RECORDED INFORMATION below:

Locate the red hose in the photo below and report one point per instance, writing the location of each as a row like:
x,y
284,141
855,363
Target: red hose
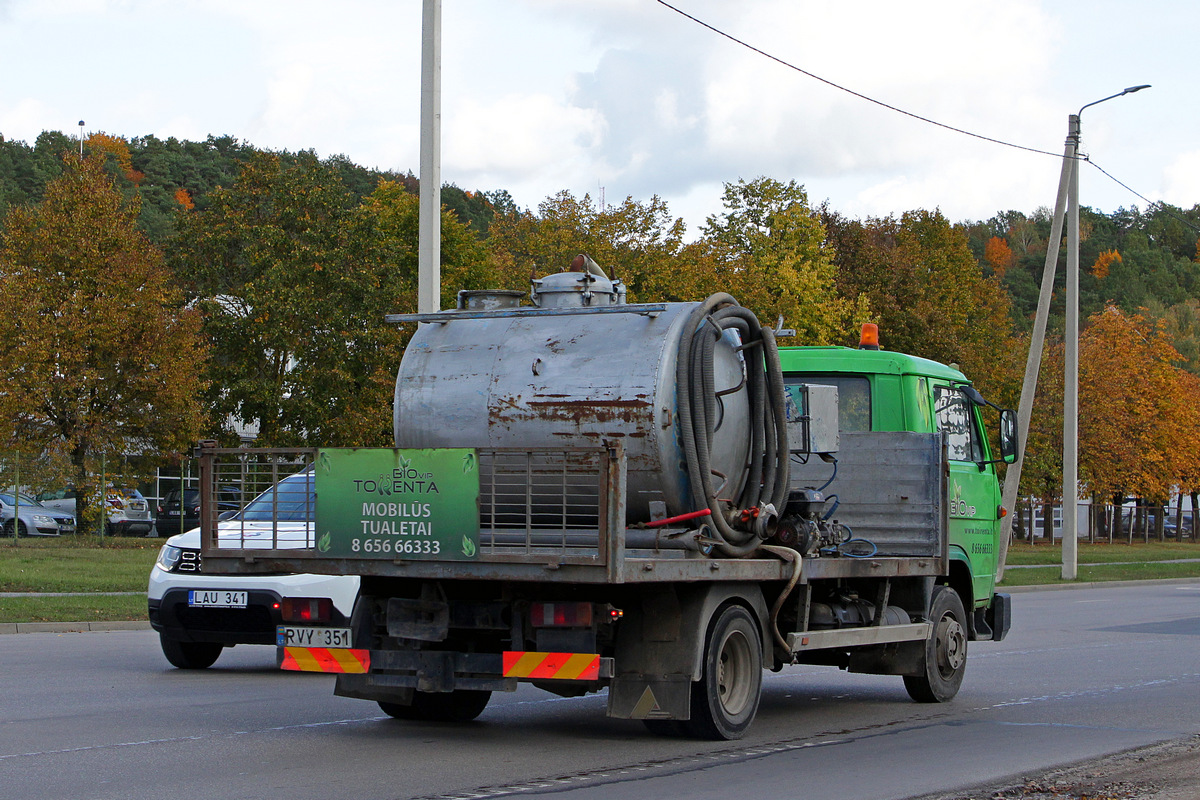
x,y
683,517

End of RECORDED INFORMATION.

REQUIRED ACTION ▸ Should any entry above carry a picture, omit it and repeat everything else word for word.

RESULT FOR THIS EXERCISE ▸
Locate the red hose in the photo below and report one point per instance, writing the location of each as a row like:
x,y
284,141
855,363
Target: red hose
x,y
683,517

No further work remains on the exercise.